Aside from process issues, there are 'interference' issues. Sometimes you just can't seem to make contact, you wander, you stare at the paper, whatever, there are other problems that can arise. But all of these are recognizeable when they occur. If that's an issue, you can view later, you can make up exercises to make it intense but brief or different in some way. If process issues come up, you can deal with them as a learning process. But process issues, and interference issues, can be perceived, and as a viewer gets more experience, dealt with more adequately. Target acquisition issues are really a different kind of problem.

First, you spend all this time on a session and the whole thing is considered trash. This is hardly improved by feedback which tells you that. You may have spent the entire session being adequately psychic and well-behaved in process, only to have all of it invalidated as not-counting, despite that aside from the initial acquisition aspect, the rest of the session might have gone very well, you'll never know.

It's demoralizing. I've been fortunate that it doesn't seem as common with me as with others I see, but it still happens to me too sometimes, and it pisses me off in a big way. Viewers don't talk about this much, I assume because everyone wants to be considered good at it. I consider it the RV-family dysfunction, like that Issue Nobody Talks About (the elephant the mother in the AA commercial is vaccuuming around).

Second, it's not uncommon for RV applications groups to pretty quickly get into the mode of wanting to pour in all kinds of non-psi info to the process, particularly frontloading. This annihilates the ability to clearly perceive when a viewer is offtarget; thanks to frontloading, every perception they get is going to be brought through a model that will make it seem like it could be so, and we're back to where we were with psychics before RV came along and the doubleblind gave us the first means to half-way evaluate at least whether someone was truly 'in touch' with the intended target or not. At least with RV, historically the project manager had the option to exclude 'obviously off target' sessions, or retask for a different session. Killing the protocol just means you have to take everything because now everything looks equal on the surface.

In the layman's world, there's so much creatively positive evaluation of sessions (particularly long ones which have SO much data they hit nearly every possible target along the way), that I think a lot of viewers only notice totally off-target sessions maybe 20% of the time it actually happens. But I have yet to meet anybody who's never had it happen.

And I have yet to meet anybody who has the slightest idea what to do about it. They focus. They intend. They practice harder, or more, or longer, or less, or change methods... it still happens sometimes. Nobody knows why.

Thus far, everybody has apparently been content to accept the hopelessness of built-in target-acquisition frequency limits.

I'm not. I don't know that I can do anything about it, but there has got to be something we're missing about this process.

Once target contact is made, viewing is not rocket science. Most anybody can do it. Practice obviously makes a difference. Clear thinking and communication skills probably matter more than excessive amounts of psi 'talent'; a little, once you have target acquisition, is enough.

So to me, everything comes down to target acquisition. In the lab they just hire people already good at it. In my world, I'd like to know how to make anybody better at it.

So far, most of what RV has brought to the table toward improving this issue is: "Describe the target." Wait, there's also the previous one: "Here's a number that has no relation to anything but which I meditated on related to the target. Use this to focus and describe the target."

Hmmnn. Not exactly a leap forward on the scale of development, is it.

I see approximately no evidence of any serious efforts toward improving the accuracy or the clarity of initial target acquisition. I'm sure there have been some, somewhere, by someone, but it isn't visible or known to me (I'm glad for refs if anyone has them).

*Brief*: Continue the passage on target acquisition in remote viewing from its final sentence.

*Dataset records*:
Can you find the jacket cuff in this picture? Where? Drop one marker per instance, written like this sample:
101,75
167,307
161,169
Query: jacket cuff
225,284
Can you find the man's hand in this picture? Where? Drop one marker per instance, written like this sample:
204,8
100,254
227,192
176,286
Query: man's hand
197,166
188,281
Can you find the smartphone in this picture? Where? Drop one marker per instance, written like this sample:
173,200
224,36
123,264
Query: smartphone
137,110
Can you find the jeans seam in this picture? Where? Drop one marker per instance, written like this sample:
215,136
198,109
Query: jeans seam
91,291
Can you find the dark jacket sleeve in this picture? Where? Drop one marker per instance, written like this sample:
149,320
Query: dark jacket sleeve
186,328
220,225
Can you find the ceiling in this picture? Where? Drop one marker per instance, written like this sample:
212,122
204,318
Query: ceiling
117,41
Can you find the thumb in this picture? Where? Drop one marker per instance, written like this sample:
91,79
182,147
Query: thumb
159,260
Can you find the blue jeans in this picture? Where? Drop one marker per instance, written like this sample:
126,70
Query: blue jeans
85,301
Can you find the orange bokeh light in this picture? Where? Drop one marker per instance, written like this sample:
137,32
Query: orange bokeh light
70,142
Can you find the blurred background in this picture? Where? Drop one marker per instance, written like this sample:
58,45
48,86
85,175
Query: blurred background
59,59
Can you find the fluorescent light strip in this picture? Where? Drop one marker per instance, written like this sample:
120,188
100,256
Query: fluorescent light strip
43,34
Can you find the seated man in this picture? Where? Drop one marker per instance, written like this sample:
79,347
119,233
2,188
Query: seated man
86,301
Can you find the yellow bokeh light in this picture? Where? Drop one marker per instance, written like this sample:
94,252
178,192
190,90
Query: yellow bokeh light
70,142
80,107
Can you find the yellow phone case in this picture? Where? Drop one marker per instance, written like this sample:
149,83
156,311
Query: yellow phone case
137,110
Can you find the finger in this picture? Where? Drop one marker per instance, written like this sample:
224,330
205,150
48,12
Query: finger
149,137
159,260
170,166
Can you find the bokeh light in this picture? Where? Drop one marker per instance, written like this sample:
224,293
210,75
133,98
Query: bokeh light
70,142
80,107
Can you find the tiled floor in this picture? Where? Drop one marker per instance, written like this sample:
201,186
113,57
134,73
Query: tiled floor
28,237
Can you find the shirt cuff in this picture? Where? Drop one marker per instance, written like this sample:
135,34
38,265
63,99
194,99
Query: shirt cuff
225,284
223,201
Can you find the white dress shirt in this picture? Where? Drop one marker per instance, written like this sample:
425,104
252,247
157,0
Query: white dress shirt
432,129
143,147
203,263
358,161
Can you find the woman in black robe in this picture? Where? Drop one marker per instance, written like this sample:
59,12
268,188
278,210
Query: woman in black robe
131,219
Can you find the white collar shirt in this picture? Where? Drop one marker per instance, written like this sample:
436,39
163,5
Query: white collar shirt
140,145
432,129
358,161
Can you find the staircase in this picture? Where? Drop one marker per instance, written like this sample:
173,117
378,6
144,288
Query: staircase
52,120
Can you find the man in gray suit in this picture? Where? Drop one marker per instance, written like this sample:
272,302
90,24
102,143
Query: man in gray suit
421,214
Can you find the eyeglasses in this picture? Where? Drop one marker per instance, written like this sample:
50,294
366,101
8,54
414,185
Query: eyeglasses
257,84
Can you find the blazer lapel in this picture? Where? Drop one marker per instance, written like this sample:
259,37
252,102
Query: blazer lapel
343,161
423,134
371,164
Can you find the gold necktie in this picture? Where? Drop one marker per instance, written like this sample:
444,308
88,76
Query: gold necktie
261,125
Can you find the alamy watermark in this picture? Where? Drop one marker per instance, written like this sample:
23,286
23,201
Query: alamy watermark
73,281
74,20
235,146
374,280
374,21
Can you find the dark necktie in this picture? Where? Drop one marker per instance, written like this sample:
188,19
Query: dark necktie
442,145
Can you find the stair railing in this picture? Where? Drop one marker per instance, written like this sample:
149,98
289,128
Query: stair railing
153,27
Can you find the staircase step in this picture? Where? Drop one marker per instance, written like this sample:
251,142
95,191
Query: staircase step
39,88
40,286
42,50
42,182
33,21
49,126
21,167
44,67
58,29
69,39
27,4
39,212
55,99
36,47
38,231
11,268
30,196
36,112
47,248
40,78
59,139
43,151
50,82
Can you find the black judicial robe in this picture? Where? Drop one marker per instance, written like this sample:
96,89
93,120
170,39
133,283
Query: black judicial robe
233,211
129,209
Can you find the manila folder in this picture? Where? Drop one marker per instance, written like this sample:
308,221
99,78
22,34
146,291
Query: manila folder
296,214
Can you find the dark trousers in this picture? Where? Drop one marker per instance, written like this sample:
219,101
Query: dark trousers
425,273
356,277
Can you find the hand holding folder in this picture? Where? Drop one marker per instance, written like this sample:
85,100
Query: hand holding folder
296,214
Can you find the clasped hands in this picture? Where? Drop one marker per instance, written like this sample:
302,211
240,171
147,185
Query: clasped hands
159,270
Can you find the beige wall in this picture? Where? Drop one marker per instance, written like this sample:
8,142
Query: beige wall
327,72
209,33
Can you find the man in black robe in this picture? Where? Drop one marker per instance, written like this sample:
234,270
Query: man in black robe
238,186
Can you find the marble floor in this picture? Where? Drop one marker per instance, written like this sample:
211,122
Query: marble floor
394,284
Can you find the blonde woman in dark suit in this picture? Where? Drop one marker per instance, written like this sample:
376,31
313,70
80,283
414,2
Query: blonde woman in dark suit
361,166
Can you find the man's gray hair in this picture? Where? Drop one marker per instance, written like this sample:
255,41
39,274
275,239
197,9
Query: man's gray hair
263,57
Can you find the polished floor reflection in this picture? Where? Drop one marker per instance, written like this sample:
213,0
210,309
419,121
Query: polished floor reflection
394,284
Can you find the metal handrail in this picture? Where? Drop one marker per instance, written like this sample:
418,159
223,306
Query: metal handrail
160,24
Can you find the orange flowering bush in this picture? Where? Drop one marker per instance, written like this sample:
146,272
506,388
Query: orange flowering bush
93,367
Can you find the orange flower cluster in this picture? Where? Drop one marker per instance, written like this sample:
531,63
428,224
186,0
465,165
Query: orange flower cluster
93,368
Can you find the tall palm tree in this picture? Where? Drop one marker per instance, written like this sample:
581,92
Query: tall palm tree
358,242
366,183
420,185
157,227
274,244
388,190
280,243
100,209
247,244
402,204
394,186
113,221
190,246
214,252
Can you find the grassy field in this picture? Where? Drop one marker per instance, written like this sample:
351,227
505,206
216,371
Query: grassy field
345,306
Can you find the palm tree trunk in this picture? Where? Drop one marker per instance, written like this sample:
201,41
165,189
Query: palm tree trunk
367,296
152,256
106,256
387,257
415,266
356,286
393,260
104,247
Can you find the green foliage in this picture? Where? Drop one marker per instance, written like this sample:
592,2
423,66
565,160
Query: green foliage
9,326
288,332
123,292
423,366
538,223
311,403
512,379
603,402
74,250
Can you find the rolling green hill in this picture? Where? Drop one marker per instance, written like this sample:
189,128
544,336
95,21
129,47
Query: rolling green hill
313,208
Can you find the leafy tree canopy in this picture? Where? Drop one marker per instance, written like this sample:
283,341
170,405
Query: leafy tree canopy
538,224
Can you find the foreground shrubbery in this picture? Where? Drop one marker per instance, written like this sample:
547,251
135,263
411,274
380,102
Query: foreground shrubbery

*Answer to this task*:
Is there something we are missing about "intent?"

Is our use of "conscious intent" only partly-workable because that isn't the ideal way to go about it? What other options are there?

Are there psychological, or spiritual, or physical exercises that would contribute to improving this situation, reducing the inaccuracy in acquisition issue?

What is the point of trying so hard in all the process areas, if one of the most important facets of overall accuracy--initial target acquisition--is insufficient yet completely ignored?

PJ

Thoughtforms, Geometry and Abstract Identities

This is the third and last post on the concept of identity, which is just the first part of the equation I'm trying to hash out in my head for a larger question.

One of the most interesting things about metaphysics is the bizarre stuff that makes total sense inside you but sounds bewildering to anybody you try and explain it to. Either people have such an experience themselves, and they know what you mean, or they haven't, so there's no way they can.

Thoughts are things, as Edgar Cayce is quoted as saying. I agree. But in the case of deliberately generated thoughtforms, they are powerful things.

In the east, a thoughtform of a creature of any kind (including a human) would be called a Tulpa. I'm not sure if they have a different word for thoughtforms that are not seemingly autonomous entities (such as inanimate objects). I read a neat book on it once. The creation of this sort of thing is a whole magical art unto itself.

Some would suggest that simply altering belief systems and probability to bring what you need into your life, is probably easier than creating it from scratch. This is probably true. But there's always those people who will build their furniture rather than buy it, so I suppose it's the same sort of thing in a way.

Fictional characters in a story are thoughtforms. I believe that the more people who read a given book, and the more energy, interest, emotion they put into that character in various ways, the stronger the thoughtform. James Bond and Harry Potter have become literal archetypes in our culture, as an example.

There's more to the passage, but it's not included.